TASK GOAL: Needed from the entries below: every line that holds the word "blurred".

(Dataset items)
———
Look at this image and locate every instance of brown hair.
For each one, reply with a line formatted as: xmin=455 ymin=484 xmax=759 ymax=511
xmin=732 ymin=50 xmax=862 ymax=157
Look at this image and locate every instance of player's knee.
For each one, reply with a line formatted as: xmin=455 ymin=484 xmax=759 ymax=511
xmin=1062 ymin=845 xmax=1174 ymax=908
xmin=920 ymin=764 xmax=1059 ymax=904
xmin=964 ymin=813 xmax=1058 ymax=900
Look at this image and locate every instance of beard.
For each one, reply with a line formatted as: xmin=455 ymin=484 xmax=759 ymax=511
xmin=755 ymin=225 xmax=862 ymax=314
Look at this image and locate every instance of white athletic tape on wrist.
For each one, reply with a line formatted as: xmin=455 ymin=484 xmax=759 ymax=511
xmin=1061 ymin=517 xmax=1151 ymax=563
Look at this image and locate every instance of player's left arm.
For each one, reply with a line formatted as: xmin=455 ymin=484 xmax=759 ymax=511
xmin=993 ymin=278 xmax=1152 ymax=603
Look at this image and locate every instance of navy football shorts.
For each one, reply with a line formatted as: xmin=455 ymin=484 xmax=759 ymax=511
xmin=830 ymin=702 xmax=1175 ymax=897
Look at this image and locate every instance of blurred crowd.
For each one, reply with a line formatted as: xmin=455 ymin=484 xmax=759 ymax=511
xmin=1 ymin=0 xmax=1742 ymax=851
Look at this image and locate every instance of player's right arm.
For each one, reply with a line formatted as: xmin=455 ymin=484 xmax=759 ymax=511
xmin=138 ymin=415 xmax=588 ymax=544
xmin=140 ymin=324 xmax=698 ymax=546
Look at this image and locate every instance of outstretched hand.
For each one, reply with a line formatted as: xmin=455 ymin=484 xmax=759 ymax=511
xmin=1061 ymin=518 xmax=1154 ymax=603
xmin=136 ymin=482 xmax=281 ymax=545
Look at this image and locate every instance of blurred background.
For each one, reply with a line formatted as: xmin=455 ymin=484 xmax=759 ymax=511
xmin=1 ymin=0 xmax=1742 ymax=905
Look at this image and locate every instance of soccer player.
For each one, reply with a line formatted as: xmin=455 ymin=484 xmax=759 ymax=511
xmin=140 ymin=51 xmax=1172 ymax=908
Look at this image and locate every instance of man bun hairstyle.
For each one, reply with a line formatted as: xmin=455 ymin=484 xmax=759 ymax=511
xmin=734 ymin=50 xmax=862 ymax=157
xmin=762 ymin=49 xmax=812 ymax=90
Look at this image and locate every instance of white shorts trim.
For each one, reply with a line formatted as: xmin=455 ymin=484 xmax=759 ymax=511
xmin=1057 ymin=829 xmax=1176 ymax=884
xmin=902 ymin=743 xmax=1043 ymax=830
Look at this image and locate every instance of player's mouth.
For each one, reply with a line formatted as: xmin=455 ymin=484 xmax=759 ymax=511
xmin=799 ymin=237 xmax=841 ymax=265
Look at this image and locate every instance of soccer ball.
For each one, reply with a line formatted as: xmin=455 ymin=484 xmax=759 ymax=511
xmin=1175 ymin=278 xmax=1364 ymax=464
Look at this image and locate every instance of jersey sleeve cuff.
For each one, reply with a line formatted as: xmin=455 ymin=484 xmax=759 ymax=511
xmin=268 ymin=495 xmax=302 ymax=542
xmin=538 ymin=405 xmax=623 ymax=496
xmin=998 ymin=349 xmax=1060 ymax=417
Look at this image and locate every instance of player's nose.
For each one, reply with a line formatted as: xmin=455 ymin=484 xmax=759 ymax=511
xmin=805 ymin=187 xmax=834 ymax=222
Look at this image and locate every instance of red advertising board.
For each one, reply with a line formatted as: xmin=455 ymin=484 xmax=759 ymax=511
———
RESULT:
Look at this image and locate every instance of blurred crowd.
Look at this image and locate every instance of blurred background.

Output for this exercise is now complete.